**Stated task**
Pull out each line in the data below that contains the word "mountain". Upper and lower case must match.

>> BEGIN Records provided

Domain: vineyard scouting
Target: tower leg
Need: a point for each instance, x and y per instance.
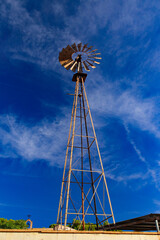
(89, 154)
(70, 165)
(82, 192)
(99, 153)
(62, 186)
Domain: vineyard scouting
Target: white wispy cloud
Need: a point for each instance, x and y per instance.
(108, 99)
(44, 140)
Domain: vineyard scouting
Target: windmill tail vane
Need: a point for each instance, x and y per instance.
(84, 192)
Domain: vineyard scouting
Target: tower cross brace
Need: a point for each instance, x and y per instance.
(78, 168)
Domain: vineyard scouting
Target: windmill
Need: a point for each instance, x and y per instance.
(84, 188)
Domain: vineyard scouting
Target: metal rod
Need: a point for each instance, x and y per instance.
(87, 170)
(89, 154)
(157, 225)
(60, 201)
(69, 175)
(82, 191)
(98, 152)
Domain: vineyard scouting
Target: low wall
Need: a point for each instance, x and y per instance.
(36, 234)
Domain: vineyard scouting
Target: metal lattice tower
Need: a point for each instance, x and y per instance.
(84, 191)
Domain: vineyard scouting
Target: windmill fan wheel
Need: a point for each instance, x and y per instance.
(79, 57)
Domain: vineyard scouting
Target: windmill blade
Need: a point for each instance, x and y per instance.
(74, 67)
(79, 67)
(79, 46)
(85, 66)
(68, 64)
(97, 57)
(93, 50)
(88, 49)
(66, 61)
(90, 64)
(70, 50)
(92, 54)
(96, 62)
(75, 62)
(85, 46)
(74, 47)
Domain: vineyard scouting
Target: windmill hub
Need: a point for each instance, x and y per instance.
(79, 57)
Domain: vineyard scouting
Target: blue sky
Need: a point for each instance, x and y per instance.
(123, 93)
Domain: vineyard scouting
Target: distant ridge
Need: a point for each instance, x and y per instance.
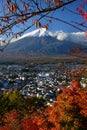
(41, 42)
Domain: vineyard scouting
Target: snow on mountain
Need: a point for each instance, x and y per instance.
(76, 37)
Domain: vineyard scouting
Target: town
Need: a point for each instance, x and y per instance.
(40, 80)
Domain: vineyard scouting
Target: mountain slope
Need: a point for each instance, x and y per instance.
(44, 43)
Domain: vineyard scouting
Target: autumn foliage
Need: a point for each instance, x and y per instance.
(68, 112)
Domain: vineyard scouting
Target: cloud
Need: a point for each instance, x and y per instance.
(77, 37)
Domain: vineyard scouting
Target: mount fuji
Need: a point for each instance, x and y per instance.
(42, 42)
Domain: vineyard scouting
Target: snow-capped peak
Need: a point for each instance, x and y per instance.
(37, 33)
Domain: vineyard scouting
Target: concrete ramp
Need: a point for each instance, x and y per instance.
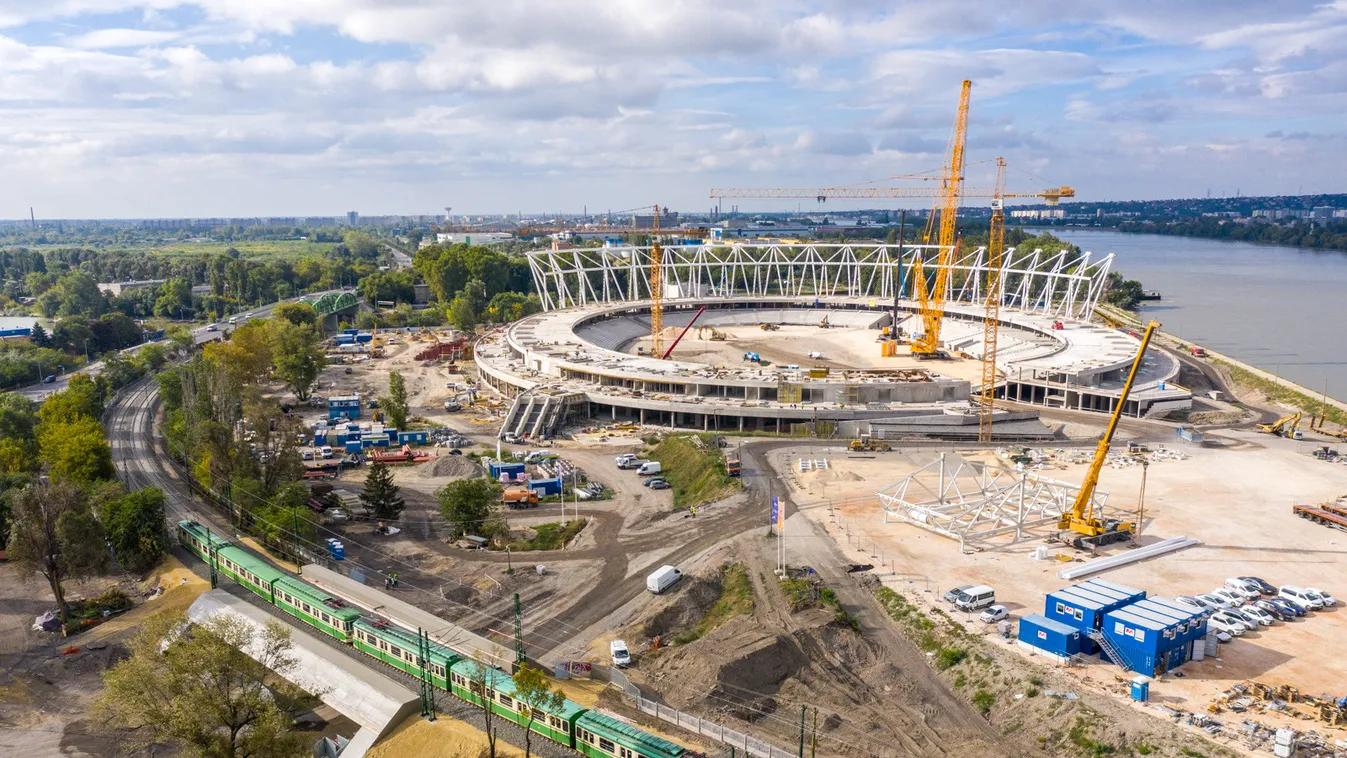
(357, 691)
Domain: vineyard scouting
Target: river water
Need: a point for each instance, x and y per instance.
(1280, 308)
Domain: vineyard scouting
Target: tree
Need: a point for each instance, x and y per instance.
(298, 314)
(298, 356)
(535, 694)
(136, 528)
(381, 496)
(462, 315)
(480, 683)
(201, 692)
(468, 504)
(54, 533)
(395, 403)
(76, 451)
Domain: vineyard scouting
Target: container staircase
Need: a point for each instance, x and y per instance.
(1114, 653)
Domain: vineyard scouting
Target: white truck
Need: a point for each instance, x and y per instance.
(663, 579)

>> END Records provided

**Solution to this exercise**
Target: snow on mountain
Target: mountain slope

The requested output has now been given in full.